**FAÇA O SEGUINTE**
Selecione nos registros abaixo todas as linhas em que aparece a palavra "sunglasses" e copie-as.

= = =

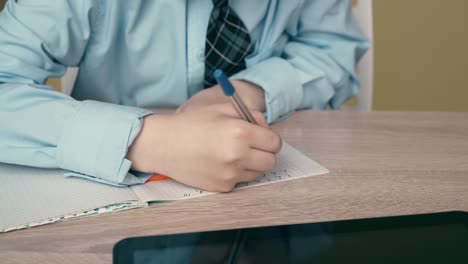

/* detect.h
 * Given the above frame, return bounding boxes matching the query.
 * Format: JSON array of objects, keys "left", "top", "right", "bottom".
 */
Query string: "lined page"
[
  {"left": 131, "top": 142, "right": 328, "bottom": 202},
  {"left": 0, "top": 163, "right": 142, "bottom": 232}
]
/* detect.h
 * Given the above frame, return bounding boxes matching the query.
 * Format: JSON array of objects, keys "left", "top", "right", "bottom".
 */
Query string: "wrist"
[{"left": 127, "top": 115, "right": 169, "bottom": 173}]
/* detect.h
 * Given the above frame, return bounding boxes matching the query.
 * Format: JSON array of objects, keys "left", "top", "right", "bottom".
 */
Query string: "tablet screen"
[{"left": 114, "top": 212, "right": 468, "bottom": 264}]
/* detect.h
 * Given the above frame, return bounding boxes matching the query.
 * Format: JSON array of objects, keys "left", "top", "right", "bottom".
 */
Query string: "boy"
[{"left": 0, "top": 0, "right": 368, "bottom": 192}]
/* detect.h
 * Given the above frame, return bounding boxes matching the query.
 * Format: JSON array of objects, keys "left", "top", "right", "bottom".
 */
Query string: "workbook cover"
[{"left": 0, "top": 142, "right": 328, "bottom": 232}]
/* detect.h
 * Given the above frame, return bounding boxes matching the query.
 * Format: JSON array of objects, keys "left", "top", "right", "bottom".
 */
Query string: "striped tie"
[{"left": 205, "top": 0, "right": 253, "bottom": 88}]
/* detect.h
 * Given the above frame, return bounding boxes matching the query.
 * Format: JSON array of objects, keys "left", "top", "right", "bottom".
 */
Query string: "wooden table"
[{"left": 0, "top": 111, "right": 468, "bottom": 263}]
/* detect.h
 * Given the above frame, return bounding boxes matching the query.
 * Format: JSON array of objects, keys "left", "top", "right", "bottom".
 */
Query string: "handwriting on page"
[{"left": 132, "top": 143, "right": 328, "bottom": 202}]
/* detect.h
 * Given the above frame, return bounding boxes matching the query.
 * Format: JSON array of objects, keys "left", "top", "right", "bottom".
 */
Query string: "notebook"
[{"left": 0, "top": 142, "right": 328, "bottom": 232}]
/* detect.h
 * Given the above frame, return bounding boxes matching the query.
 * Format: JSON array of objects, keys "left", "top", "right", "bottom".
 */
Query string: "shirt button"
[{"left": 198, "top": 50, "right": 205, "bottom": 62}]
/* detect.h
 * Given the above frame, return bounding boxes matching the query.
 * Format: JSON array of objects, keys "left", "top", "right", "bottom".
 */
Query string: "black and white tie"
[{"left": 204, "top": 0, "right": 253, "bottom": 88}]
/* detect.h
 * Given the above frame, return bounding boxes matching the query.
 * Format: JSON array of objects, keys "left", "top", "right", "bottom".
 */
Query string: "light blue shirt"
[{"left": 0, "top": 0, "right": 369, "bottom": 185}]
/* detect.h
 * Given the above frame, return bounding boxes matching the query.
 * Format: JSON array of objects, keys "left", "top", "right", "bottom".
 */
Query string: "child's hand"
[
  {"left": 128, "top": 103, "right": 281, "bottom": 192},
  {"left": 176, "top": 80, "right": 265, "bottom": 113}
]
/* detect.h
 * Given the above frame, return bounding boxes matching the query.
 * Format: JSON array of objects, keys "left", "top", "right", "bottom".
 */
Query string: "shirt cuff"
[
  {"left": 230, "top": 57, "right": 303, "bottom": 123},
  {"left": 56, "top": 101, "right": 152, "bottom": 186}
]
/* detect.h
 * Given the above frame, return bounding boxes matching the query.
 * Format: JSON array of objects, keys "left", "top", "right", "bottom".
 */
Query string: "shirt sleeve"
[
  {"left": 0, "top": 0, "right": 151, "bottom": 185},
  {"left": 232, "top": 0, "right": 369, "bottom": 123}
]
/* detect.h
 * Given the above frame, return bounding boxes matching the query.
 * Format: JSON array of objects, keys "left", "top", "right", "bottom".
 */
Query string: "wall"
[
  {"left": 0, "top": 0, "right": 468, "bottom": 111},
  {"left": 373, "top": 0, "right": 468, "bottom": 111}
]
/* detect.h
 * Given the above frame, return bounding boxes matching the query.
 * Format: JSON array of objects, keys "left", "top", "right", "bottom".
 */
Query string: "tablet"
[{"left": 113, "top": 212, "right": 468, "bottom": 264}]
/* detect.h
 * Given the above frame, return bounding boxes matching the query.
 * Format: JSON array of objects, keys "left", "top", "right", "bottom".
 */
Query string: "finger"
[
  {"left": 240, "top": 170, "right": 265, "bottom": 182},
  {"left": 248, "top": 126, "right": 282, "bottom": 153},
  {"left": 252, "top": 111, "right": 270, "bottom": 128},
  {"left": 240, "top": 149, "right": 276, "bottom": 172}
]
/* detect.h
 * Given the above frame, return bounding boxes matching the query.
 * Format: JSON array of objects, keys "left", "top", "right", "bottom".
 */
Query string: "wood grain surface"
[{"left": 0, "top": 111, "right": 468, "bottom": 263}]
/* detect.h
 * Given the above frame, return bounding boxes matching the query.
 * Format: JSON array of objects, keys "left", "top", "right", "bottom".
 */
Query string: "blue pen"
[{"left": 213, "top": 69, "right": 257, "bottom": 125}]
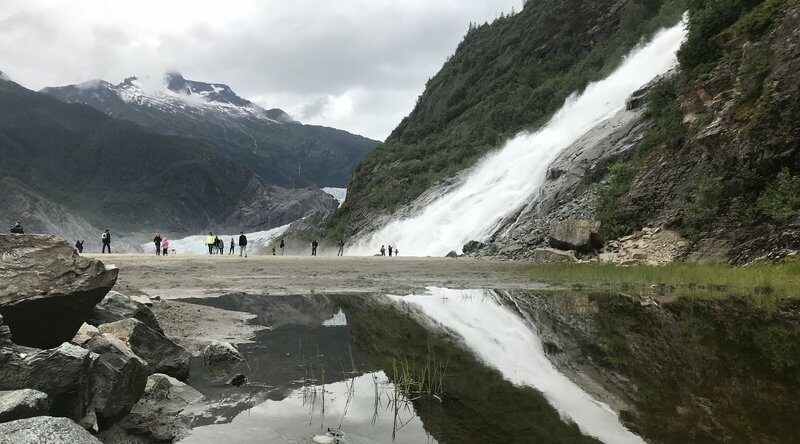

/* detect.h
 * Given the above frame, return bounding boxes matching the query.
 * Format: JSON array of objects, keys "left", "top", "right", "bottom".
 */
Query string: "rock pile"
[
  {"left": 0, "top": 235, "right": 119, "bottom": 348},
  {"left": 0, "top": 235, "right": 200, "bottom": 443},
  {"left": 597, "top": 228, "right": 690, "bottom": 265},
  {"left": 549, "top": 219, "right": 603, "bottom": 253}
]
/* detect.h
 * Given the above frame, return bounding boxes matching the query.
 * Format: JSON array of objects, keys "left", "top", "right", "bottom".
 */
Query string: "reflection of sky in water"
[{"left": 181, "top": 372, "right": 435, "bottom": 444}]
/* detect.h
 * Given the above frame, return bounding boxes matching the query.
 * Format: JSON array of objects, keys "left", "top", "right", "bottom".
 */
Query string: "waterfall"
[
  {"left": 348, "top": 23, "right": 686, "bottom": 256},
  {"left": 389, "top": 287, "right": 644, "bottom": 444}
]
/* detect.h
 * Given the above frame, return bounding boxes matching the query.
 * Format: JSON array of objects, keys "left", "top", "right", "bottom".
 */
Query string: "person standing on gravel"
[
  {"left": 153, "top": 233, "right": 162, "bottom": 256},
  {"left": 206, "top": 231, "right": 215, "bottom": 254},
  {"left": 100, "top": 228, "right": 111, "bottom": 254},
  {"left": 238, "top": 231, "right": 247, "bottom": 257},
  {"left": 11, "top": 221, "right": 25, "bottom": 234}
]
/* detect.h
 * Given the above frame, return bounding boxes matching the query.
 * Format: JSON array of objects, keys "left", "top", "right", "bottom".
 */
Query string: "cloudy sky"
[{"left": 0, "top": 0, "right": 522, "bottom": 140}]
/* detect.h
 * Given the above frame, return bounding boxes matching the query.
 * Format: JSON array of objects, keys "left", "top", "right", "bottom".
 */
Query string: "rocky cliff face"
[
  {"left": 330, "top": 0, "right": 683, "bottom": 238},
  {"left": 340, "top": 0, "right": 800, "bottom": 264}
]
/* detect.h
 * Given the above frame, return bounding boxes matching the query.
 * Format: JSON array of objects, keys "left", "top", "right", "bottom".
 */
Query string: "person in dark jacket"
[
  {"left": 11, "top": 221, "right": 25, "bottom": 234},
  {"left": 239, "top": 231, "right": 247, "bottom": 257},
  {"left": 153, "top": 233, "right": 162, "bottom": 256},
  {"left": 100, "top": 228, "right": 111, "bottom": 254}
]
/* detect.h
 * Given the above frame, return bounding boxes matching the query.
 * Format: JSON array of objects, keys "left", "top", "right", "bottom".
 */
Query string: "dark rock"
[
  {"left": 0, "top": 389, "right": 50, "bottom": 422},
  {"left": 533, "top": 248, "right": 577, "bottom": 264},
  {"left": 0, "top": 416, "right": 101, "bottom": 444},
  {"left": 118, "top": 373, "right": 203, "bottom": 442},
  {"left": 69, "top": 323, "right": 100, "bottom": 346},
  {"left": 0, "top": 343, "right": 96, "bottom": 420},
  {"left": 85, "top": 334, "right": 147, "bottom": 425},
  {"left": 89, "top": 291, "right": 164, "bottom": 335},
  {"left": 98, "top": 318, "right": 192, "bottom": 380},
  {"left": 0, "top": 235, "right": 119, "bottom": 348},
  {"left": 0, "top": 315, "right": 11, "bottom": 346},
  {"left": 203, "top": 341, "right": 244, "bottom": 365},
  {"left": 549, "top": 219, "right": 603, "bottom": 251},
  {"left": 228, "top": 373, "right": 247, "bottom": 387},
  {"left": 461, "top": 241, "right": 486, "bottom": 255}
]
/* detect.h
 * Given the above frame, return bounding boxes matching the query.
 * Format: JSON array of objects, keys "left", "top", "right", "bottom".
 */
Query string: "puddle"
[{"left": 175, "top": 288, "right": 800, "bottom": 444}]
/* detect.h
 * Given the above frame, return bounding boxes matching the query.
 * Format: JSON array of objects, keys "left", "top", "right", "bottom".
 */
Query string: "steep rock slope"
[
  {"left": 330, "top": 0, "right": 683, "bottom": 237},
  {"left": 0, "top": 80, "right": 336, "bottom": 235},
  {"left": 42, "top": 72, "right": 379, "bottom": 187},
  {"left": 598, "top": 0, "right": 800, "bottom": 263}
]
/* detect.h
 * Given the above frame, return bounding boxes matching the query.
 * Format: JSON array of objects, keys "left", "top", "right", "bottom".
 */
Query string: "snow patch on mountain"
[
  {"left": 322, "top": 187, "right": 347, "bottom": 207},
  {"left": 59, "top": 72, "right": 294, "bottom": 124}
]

= = =

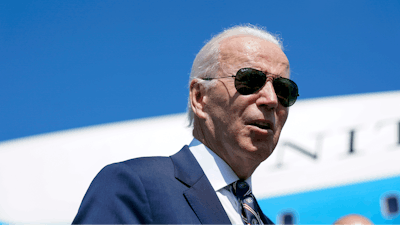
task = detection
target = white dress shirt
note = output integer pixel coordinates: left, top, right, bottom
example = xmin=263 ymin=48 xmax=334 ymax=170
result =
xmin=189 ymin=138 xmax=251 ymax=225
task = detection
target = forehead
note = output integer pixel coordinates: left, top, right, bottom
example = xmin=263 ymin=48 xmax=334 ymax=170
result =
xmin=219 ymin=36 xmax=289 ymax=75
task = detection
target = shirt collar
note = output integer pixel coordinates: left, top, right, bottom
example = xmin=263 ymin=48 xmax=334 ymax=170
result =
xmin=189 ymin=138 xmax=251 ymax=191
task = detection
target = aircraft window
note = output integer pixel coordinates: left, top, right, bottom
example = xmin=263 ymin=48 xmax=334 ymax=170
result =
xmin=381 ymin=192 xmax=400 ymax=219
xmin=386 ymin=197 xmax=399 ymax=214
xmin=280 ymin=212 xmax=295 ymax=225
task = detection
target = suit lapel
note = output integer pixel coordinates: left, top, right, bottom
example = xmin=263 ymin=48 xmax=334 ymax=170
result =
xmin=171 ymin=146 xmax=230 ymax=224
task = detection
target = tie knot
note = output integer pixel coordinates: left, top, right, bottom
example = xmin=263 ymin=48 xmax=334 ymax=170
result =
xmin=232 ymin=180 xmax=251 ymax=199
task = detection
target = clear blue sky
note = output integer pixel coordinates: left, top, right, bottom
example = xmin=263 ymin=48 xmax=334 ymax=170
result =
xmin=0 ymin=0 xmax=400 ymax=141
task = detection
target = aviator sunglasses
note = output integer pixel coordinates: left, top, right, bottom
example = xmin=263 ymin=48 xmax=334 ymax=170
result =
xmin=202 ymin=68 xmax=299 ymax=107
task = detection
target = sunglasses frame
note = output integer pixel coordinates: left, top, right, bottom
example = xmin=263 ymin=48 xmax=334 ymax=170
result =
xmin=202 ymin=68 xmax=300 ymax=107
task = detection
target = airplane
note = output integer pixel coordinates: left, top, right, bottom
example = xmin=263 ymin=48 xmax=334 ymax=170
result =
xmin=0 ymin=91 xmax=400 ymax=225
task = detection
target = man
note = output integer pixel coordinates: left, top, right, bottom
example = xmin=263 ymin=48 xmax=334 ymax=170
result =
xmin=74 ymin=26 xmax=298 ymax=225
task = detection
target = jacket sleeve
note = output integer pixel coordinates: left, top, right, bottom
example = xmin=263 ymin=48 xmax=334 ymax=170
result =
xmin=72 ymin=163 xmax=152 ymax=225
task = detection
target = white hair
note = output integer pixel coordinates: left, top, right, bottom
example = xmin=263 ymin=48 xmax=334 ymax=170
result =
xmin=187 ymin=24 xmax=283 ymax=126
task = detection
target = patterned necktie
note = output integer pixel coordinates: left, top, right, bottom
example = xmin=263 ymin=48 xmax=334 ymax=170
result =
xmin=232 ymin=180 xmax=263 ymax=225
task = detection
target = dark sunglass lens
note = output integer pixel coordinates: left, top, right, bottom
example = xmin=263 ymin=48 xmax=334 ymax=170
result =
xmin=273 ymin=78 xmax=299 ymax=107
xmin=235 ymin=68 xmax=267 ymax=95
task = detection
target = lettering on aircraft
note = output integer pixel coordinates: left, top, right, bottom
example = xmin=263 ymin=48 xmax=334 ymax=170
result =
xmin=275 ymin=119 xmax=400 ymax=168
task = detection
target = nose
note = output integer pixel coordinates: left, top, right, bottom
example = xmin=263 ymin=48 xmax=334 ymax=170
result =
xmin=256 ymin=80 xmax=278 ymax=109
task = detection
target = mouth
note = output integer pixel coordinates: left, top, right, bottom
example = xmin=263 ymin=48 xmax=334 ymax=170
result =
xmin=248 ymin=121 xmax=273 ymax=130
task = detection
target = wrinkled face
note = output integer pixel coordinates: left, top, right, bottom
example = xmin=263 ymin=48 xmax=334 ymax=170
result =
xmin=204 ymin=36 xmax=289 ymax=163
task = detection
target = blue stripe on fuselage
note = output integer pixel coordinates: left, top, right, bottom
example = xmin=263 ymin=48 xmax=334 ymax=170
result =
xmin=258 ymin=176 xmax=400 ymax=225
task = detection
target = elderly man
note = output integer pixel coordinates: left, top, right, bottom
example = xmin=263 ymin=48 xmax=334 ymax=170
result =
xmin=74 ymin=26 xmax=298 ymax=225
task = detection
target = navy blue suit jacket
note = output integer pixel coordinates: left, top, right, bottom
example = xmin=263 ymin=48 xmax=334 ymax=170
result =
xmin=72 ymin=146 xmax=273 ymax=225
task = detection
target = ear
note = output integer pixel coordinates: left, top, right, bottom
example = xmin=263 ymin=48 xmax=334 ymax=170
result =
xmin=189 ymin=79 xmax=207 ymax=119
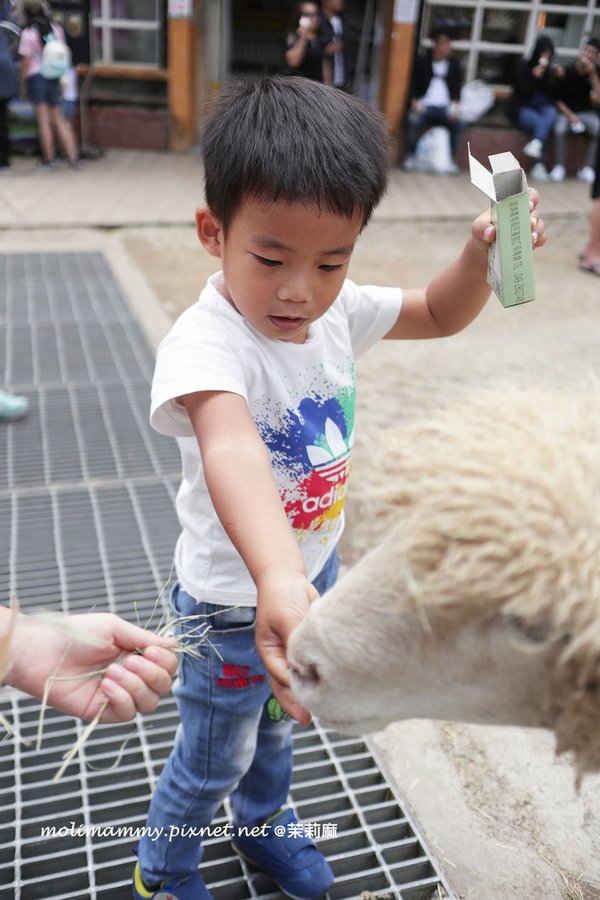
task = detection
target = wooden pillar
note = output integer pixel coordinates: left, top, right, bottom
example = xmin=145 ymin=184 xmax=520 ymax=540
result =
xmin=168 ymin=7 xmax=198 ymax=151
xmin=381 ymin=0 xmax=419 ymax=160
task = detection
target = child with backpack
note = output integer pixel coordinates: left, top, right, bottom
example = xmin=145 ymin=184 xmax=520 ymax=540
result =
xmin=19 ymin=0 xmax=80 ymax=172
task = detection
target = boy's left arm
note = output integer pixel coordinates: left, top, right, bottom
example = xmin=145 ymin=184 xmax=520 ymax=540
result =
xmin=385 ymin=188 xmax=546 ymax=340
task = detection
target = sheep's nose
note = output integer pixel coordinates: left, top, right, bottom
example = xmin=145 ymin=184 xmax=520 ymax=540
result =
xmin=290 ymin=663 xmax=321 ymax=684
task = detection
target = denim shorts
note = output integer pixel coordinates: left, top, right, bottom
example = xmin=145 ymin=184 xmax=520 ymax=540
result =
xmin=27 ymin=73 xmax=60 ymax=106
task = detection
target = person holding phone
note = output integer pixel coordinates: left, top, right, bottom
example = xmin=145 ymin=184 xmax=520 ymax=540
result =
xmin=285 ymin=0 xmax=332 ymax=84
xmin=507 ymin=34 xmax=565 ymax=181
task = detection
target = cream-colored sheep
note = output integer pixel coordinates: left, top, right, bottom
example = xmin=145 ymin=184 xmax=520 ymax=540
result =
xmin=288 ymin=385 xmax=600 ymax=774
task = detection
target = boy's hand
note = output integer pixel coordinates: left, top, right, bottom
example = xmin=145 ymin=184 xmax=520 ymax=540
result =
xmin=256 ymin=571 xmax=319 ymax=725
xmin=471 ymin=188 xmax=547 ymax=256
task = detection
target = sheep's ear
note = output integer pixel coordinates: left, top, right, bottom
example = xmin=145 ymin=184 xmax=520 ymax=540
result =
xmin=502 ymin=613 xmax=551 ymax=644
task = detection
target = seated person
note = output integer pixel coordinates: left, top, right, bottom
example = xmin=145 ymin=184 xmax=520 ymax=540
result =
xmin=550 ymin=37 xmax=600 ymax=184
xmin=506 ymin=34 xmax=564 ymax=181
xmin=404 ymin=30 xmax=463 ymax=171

= = =

**SOLUÇÃO DO EXERCÍCIO**
target = aviator sunglasses
target = sunglasses frame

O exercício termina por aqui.